***** DATA SUPPLIED *****

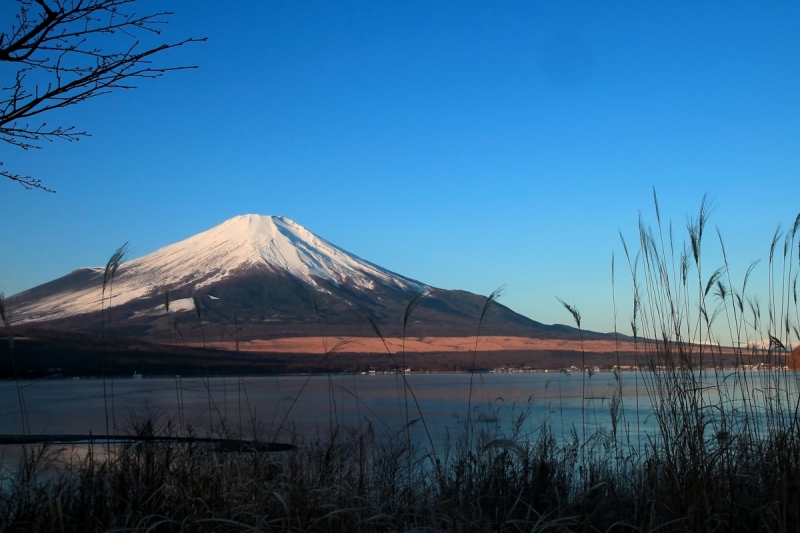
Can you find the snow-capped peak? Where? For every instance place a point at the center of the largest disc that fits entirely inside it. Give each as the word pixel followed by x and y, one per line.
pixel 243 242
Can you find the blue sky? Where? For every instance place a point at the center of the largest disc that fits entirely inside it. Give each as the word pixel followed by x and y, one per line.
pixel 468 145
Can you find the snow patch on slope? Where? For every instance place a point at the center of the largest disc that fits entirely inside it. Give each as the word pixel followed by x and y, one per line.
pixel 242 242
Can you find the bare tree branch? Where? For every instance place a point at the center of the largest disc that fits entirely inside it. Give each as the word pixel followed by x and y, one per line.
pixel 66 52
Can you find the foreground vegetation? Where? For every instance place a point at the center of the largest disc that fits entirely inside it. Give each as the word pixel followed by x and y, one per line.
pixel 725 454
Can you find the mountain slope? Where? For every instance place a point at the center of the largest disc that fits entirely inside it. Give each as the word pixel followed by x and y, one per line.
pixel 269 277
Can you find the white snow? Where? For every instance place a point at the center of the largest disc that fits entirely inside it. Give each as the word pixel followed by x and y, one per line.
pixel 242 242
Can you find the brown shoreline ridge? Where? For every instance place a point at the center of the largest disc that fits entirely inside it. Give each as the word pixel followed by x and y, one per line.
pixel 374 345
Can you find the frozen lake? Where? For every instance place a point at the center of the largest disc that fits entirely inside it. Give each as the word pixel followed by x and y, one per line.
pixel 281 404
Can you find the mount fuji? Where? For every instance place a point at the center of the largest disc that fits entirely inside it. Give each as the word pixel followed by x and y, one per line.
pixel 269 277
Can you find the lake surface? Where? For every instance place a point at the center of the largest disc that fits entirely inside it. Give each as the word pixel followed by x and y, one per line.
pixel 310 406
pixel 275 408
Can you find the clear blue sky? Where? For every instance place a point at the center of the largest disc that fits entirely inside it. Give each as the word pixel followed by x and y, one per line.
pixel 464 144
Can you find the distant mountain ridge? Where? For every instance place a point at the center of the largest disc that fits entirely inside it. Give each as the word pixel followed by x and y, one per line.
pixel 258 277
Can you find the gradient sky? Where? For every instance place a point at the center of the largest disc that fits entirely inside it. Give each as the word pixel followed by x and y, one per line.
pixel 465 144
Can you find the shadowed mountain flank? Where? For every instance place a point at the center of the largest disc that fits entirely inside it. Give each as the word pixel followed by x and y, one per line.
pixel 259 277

*****

### GIVEN REQUEST:
Reproduce all of the items above verbatim, leaving out the picture.

### RIGHT ANSWER:
Can you find the snow-capped peak? Where? For every instance place a point at the center of the largest disc that fits entirely inside it. Give each as the word pixel followed by x and y, one per line.
pixel 243 242
Can you find the blue sky? Where? For every instance place a point at the center of the largest disc that fits entirely inside it. Give each as the word pixel followed by x and y, one per line.
pixel 468 145
Can you find the snow patch on slope? Where? For every instance place a point at the center of the largest disc that fits entirely inside it. Give each as the word pixel followed by x and y, one per line.
pixel 242 242
Can you find the bare tree branch? Where? For every instance place a point at the center of the largest disc that fits entirely inside it. Give each as the word pixel followed by x and y, one per line.
pixel 66 52
Can you find the foreground vegetation? Where? For every instance place a point at the center of the largest disc that fits entirely inside it. Give each as the word pixel followed by x and y, one per line.
pixel 725 454
Can you find the mountain slope? Where? For every instance place a point at the center of the largest disc that fits entirely inside it. Give each as the word pixel followed by x and y, one per line.
pixel 269 277
Can you find the white snow? Where? For every instance place a point at the center of the largest disc that fits entirely inside it. Give each as the word pixel followed by x and y, one per line.
pixel 242 242
Can you find the brown shoreline ridge? Where? For every instance place a point at the center of the largest disc that fits entirely inside it. Give each as the word pixel followed by x and y, one per line.
pixel 374 345
Can you find the frozen lake? Where? For every instance place a point at the center of the largest disc that fits entirely inside it. Give each as the word pixel followed by x and y, one per line.
pixel 281 404
Can you find the mount fuji? Where? For every instance place a point at the center of the largest disc that fits entirely inside it. Give each as the word pixel followed by x and y, one per line.
pixel 269 277
Can you find the lake surface? Where? For every instance place a point at the center of the largest disc that fits entirely inside it. Give each as the word pixel followed by x and y, one per line.
pixel 310 406
pixel 275 408
Can you find the clear blue sky? Where? For every instance place a point at the center of the largest disc that fits entirely inside it. Give each as the word pixel followed by x and y, one per line.
pixel 464 144
Can you find the distant mountain ridge? Where? For every instance place a point at the center of the largest disc that fits entirely inside it. Give each as the word pixel followed by x and y, one per line.
pixel 258 277
Can you find the gradient sky? Where? For every instance place a point at the center of the largest disc that fits entirely inside it. Give each as the word pixel followed by x and y, one per line.
pixel 465 144
Can you find the shadowed mountain flank? Where? For every instance place a point at the center of the largest disc that fits entirely inside it. Give each as the word pixel followed by x and y, one per line.
pixel 259 277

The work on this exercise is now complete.